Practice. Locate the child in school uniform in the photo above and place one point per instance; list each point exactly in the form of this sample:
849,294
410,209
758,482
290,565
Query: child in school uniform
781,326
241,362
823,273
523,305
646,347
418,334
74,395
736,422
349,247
============
TO BE DONE
Rewrite all of the items above, replacing each occurrence of "child in school uniform" with "pupil in a school uniform" and leaving everything else unchanged.

FINAL RESULT
Practice. Locate the pupil in a school uniform in the photo above and place one point per instance; list each point exactly in the form of this sample:
849,294
410,209
758,482
290,565
Query: pupil in a school uniform
781,326
241,362
823,273
523,305
646,347
418,334
74,395
736,422
349,247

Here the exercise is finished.